Octopizzo is one of several African influencers that worked with Dance4WASH , a joint initiative of Deutsche Gesellschaft für Internationale Zusammenarbeit (GIZ) on behalf of the Federal Ministry for Economic Cooperation and Development (BMZ), Viva con Agua and African artists committed to raising awareness about human rights to water. Dance4WASH harnesses the power of the ‘universal language’ of dance, music and art to engage young people, promote good hygiene and simple hand washing and raise awareness about rights to water, sanitation and health issues (WASH). The campaigns reached an impressive 1.2 million people in a matter of months. It has also won the NRW Media Award for sustainable development, which recognises ‘outstanding and successful examples’ of social media campaigns promoting international development goals. So how did this ‘outstanding’ campaign come about, and what lessons can be learned from it? Listen to our podcast and read this story to get the full picture.

A joint effort for infection control during the COVID-19 pandemic

Dance4WASH started as effort to improve infection prevention and control through hand-washing in the midst of the COVID-19 pandemic. The idea was born at the 2022 Millerntor Gallery festival where WASH experts Arne Panesar and Jan Schlenk of Deutsche Gesellschaft für Internationale Zusammenarbeit (GIZ) first witnessed the powerful messaging on water, sanitation and hygiene that Viva con Agua, GIZ’s Sport for Development and African athletes and artists like Octopizzo brought to life in their Universal Languages approach. ‘We knew from our own work with local influencers how effective they are in reaching young audiences’ says Schlenk. ‘Viva von Agua and young artists were perfect partners for us.’ Panesar and Schlenck approached them, got the go ahead from the German Federal Ministry for Economic Cooperation and Development (BMZ), and a few months later the Fit for School Africa Initiative and Viva con Agua Germany with its independent Viva con Agua associations in Africa and other local partners jointly mounted the Dance4WASH campaign.

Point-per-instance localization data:

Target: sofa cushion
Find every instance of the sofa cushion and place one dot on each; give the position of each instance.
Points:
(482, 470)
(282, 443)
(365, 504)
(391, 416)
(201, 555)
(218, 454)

• **Tasks and exercises**
1) List every person named in the Dance4WASH text.
2) Pick up the Dance4WASH text after its final sentence and keep writing.

• **Answers provided**
1) Octopizzo, Arne Panesar, Jan Schlenk

2)
Viva con Agua (Live with Water) is a not-for profit organisation (which prefers to describe itself as an ‘all for profit’ organisation) established in 2006, committed to ensuring that everyone in the world has access to drinking water. It has since grown into a network of organisations with offices in Germany, Switzerland, the Netherlands, Austria, Uganda and since 2020 in South Africa and California. Much of its work is premised on the belief that creative and joyful approaches – the ‘universal languages’ of dance, music and art – are the best ways to both raise awareness about WASH issues and raise funds for water projects.

Using ‘universal languages’ to promote positive change 

The Dance4WASH project draws on Viva con Agua’s wider strategy of using the ‘universal languages’ of dance, music and art to raise awareness about water and sanitation issues in a fun and engaging way.  Belinda Abraham, who managed the project for Viva con Agua, says Viva con Agua’s Waterproof campaign calls for ‘water for all and all for water’ and this emphasis on water as a human right for all entail much wider engagement– especially with young people. Within less than a year, Dance4WASH realised a multi-country campaign withschool and community-based dance competitions; artists creating music and dance videos amplifying WASH messages to create a buzz of popular interest amongst their followers; and the distribution of country-specific material targeting 500,000 children ages eight to 18.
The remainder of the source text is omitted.